++++ RECORDS ++++
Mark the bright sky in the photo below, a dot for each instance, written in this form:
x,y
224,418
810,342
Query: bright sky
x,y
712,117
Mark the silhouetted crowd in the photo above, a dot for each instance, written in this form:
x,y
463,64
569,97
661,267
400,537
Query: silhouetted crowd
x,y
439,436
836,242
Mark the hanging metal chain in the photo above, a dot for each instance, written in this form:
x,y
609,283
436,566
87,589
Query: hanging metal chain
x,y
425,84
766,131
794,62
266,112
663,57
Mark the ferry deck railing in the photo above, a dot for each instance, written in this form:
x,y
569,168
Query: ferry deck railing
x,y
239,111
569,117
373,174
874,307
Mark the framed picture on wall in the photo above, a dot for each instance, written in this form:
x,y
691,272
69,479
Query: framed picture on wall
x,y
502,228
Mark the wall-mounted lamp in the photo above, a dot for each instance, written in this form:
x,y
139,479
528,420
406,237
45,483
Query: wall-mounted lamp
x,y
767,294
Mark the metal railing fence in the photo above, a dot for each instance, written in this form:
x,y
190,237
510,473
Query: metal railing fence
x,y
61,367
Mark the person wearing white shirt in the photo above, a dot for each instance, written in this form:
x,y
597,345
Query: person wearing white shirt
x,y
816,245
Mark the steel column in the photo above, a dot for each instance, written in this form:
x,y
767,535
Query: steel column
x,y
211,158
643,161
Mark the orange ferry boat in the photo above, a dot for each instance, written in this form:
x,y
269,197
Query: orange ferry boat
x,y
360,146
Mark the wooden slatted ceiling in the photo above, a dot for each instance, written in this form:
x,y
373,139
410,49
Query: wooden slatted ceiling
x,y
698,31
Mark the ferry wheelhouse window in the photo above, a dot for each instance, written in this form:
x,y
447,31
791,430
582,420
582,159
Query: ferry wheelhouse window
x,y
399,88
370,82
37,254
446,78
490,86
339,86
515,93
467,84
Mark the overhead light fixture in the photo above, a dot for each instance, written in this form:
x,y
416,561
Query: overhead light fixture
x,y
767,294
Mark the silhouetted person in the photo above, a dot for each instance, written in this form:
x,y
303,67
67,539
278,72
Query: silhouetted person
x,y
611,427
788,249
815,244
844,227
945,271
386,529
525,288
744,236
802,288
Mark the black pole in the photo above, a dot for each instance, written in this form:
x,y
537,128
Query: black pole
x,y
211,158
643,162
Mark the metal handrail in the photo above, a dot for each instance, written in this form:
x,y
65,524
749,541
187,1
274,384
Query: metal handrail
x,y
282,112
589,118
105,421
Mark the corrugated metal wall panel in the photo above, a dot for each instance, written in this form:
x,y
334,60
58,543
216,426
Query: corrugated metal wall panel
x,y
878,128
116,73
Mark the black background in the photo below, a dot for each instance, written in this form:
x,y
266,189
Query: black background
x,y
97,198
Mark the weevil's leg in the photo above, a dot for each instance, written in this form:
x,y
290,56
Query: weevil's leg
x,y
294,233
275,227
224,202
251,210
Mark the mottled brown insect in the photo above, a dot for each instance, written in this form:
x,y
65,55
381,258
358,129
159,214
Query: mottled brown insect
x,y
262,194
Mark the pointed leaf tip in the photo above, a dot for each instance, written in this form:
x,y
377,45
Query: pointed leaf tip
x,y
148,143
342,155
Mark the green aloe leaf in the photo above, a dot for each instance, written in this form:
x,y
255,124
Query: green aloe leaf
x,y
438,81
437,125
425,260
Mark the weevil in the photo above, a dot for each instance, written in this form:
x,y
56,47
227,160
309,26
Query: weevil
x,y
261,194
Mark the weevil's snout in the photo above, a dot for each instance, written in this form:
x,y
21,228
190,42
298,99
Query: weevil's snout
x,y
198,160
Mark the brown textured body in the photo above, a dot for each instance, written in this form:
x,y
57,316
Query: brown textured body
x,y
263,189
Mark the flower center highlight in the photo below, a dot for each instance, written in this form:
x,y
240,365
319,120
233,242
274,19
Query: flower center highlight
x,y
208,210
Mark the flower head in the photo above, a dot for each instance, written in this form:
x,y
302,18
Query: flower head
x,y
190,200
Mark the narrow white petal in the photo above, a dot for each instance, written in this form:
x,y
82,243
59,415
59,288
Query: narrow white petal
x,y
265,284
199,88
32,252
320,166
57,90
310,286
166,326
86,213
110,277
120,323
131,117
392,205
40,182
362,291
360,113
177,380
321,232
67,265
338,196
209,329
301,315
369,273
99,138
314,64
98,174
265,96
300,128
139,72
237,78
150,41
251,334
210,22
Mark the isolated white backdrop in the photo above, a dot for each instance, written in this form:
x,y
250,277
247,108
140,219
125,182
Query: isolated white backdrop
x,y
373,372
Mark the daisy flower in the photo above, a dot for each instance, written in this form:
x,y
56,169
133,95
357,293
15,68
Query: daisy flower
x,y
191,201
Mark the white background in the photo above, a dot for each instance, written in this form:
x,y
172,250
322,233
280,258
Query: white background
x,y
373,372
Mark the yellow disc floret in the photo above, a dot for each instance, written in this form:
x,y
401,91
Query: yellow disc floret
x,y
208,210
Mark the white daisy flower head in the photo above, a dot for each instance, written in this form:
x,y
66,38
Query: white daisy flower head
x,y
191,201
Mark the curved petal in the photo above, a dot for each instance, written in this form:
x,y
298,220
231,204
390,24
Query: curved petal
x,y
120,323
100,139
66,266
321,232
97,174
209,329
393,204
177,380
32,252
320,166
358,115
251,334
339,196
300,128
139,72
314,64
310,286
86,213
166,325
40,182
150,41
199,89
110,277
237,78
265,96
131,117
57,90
++++
EXERCISE OBJECTIVE ▸ Reproduce the material above without altering a single character.

RESPONSE TO THE TASK ▸
Mark the bright sky in the photo below, a dot for each instance, written in this form:
x,y
224,418
810,342
Query: bright sky
x,y
712,117
Mark the silhouetted crowd in the photo above, a dot for each instance, written in this form:
x,y
463,64
569,97
661,267
400,537
Query: silhouetted crowd
x,y
439,436
836,242
Mark the hanging metal chain in the photo above, a dot for each instance, written in this form:
x,y
609,283
436,566
87,589
Query: hanging metal chain
x,y
425,84
766,131
794,62
266,112
663,57
Mark the ferry deck railing in the photo above, a dot for each instance, written in this form:
x,y
569,168
Query: ferry deck railing
x,y
239,111
569,117
373,174
874,307
Mark the framed picture on wall in the photo above, a dot for each instance, written in this form:
x,y
691,272
69,479
Query: framed picture on wall
x,y
502,228
Mark the wall-mounted lamp in the photo above, a dot for each instance, written in this form:
x,y
139,479
528,420
406,237
45,483
Query: wall-mounted lamp
x,y
767,294
Mark the metal railing fence in the photo above, a dot for each instance, written in this form:
x,y
190,237
510,473
Query: metal railing fence
x,y
61,367
Mark the person wearing white shirt in the photo above, a dot for each instance, written in this form:
x,y
597,345
Query: person wearing white shirt
x,y
816,245
Mark the steel column in the photo above, a dot for each instance, written in this form:
x,y
767,535
Query: steel column
x,y
211,158
643,161
Mark the orange ferry boat in the photo above, a dot for each instance, written in this form:
x,y
269,197
Query: orange ferry boat
x,y
360,146
Mark the wooden slatted ceiling in the photo above, a dot for each instance, written in this form:
x,y
373,139
410,49
Query: wooden slatted ceiling
x,y
698,31
Mark the ferry wheelhouse window in the photo above, a dot for each instance, written in this form:
x,y
447,31
791,430
582,420
582,159
Query: ferry wheelhouse window
x,y
399,88
370,82
37,254
446,78
490,86
339,86
515,93
467,84
Mark the overhead light fixture in the photo above, a dot for each instance, written in this form:
x,y
416,561
Query: overhead light fixture
x,y
767,294
Mark the silhouetted person in the photo above, a dot for each instance, written in this form:
x,y
303,67
67,539
278,72
Query: silhouetted person
x,y
611,427
788,249
815,244
844,227
945,271
386,529
525,288
744,236
802,288
Mark the black pole in the photo above, a dot for each instance, written in this form:
x,y
537,128
Query: black pole
x,y
211,158
643,162
Mark the metal handrail in the photo above, a dot for each instance, written in this form:
x,y
65,524
749,541
187,1
274,384
Query: metal handrail
x,y
282,112
589,118
105,421
Mark the corrugated metal wall panel in the photo above, a dot for each instance, written in this form:
x,y
334,60
58,543
216,426
Query: corrugated metal wall panel
x,y
878,128
116,73
Mark the black background in the photo below, a dot for each instance, written in this form:
x,y
266,189
Query: black background
x,y
97,198
Mark the weevil's leg in the photo above, a dot for each instance, written in this form:
x,y
290,56
Query: weevil's leg
x,y
294,233
275,227
224,202
251,210
Mark the mottled brown insect in the photo above, a dot for each instance, written in this form:
x,y
65,55
381,258
358,129
159,214
Query: mottled brown insect
x,y
262,194
Mark the pointed leaf tip in the photo above, a dot for each instance, written in this form:
x,y
377,45
Query: pointed leaf tip
x,y
148,143
342,155
Mark the green aloe leaf in the photo above, a dot for each instance, written in this form:
x,y
255,124
Query: green aloe leaf
x,y
438,81
437,125
425,260
Mark the weevil in the photo above, a dot for each instance, written in this form:
x,y
56,47
227,160
309,26
Query: weevil
x,y
261,194
Mark the weevil's snout in the photo above, a dot for each instance, written in this form:
x,y
21,228
190,42
298,99
Query: weevil's snout
x,y
198,160
Mark the brown textured body in the photo above, a dot for each instance, written in this form:
x,y
57,316
Query: brown textured body
x,y
263,189
Mark the flower center highlight in the photo below, a dot for each instance, written in this form:
x,y
240,365
319,120
233,242
274,19
Query: flower center highlight
x,y
208,210
Mark the flower head in the photo above, a dot for each instance, written in this form:
x,y
302,18
Query: flower head
x,y
190,200
Mark the narrow white petal in the photo above, a dot for each instance, written in this form:
x,y
82,243
59,415
59,288
Query: narrow white petal
x,y
265,284
199,88
32,252
320,166
57,90
310,286
166,326
86,213
110,277
120,323
131,117
392,205
40,182
362,291
360,113
177,380
321,232
67,265
338,196
209,329
301,315
369,273
99,138
314,64
98,174
265,96
300,128
139,72
237,78
150,41
251,334
210,22
Mark the isolated white backdrop in the photo above, a dot for each instance, written in this form:
x,y
250,277
247,108
140,219
125,182
Query: isolated white backdrop
x,y
373,372
Mark the daisy flower in the photo above, a dot for each instance, written in this form:
x,y
56,169
133,95
357,293
15,68
Query: daisy flower
x,y
191,201
Mark the white background in the photo above, a dot for each instance, written in this form:
x,y
172,250
322,233
280,258
Query: white background
x,y
373,372
Mark the yellow disc floret in the photo above, a dot for each instance, written in this form:
x,y
401,91
Query: yellow disc floret
x,y
208,210
Mark the white daisy flower head in the photo above, a dot for each instance, written in this form:
x,y
66,38
Query: white daisy flower head
x,y
191,201
Mark the curved petal in the photo above, a dot for each instance, written in this form:
x,y
298,220
231,204
390,24
Query: curved petal
x,y
120,323
100,139
66,266
321,232
97,174
209,329
393,204
177,380
32,252
320,166
358,115
251,334
339,196
300,128
139,72
314,64
310,286
86,213
166,325
40,182
150,41
199,89
110,277
237,78
265,96
131,117
57,90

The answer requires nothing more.